--- begin DOCUMENT EXTRACT ---

I just happened to do that check on my Fosi V3 stereo amp, with a 48V PS. Ambient temp about 70F. My measurement was with the amp in use, not at idle. The underside of the case was at 84F, the top 95F.
 
Sorry if this has been covered before, but has anyone measured external case temperature while idle for any TPA3255 amps at different voltages and amperages? I have TPA3255 amps from Fosi, Aiyima, Douk, Nourus and all run at least warm at idle. Lots of people recommend running lower voltages to limit heat, but I would love to see some quantitative measurements of idle heat versus input voltage (not sure amperage makes any difference). I have many power supplies including a fan cooled 10A variable voltage power supply that can output 24V-55V. It would seem pretty easy to measure case temperature at a variety of input voltages while the amp is idle. Has anyone done this? I think having some quantitative idea how idle case temperature relates to input voltage might help some of us decide on the right power supply for our TPA3255 amps. It would also be great to measure temperature at various power output levels versus voltage, but that is obviously a lot more complicated.
Unfortunately, the idle case temperature doesn't say anything about the idle temperature of the TPA325X, since a large portion of the heat dissipation comes from the 12-volt voltage regulator/regulator. Sometimes these are even mounted on the same heatsink.
This heat dissipation is, of course, also related to the input voltage.
 
The current depends on the load. I don't know if that amplifier will ever "draw" 10A. It will draw more current a higher power and with lower impedance speakers. In other words, you can ignore the power supply's current rating as long as it can supply the required current when needed. i.e. The battery in your car can supply hundreds of amps but car stereo is only using a couple of amps (unless you have a "killer" sound system. :D )

There may be a difference with different voltages at idle, or there may not be.

Under normal operating conditions I wouldn't expect much difference UNLESS you "take advantage" of the additional voltage by turning-up the volume for more wattage into your speakers.

--- end DOCUMENT EXTRACT ---
--- begin GIVEN RECORDS ---

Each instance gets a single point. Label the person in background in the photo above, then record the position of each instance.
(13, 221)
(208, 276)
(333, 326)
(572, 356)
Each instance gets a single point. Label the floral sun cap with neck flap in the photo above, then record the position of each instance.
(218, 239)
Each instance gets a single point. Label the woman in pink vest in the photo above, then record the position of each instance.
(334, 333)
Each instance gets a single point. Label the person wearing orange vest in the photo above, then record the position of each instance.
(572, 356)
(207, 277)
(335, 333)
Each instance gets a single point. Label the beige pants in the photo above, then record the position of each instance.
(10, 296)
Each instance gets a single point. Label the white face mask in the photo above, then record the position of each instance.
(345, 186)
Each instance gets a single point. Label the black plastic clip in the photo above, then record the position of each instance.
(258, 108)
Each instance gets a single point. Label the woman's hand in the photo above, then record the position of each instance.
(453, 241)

--- end GIVEN RECORDS ---

* STATED EXERCISE:
Extend the forum thread on idle case temperature of TPA3255 amplifiers, continuing from its last post.

* TASK ANSWER:
Some basic electronic math:
Current (Amps) = Voltage / Resistance.
That's Ohm's Law. It defines the relationship between voltage, resistance, and current and it's the 1st thing you lean when you study electronics.. We don't know the effective resistance of the amplifier, and we usually don't care, and it depends on the conditions. The more power the amplifier is putting-out, the more current it draws so that means lower resistance. You could calculate the effective resistance at idle if you know (or measure) the voltage and you measure the current... But the real question is usually the current anyway.

Power (wattage) = Voltage x Current. When you turn-up the volume, more voltage goes to the speakers and the speakers draw proportionally more current,
From Ohms Law, you can derive Power = Voltage Squared/Resistance. or Voltage Squared / Impedance. As you may know, impedance is also Ohms but unlike pure resistance it can be different at different frequencies.

With a single-ended supply and a "normal" single-ended amplifier, the power supply limits the maximum peak-to-peak voltage. RMS voltage (which determines the power with AC) is about 0.354 times peak-to-peak. So about 17V RMS from a 48V power supply. That's a theoretical maximum of 72W ingo 4-Ohms (unrealistically) assuming no voltage-loss through the amplifier. With a bridge amplifier you can get double the peak-to-peak and RMS voltage for 4 times the power.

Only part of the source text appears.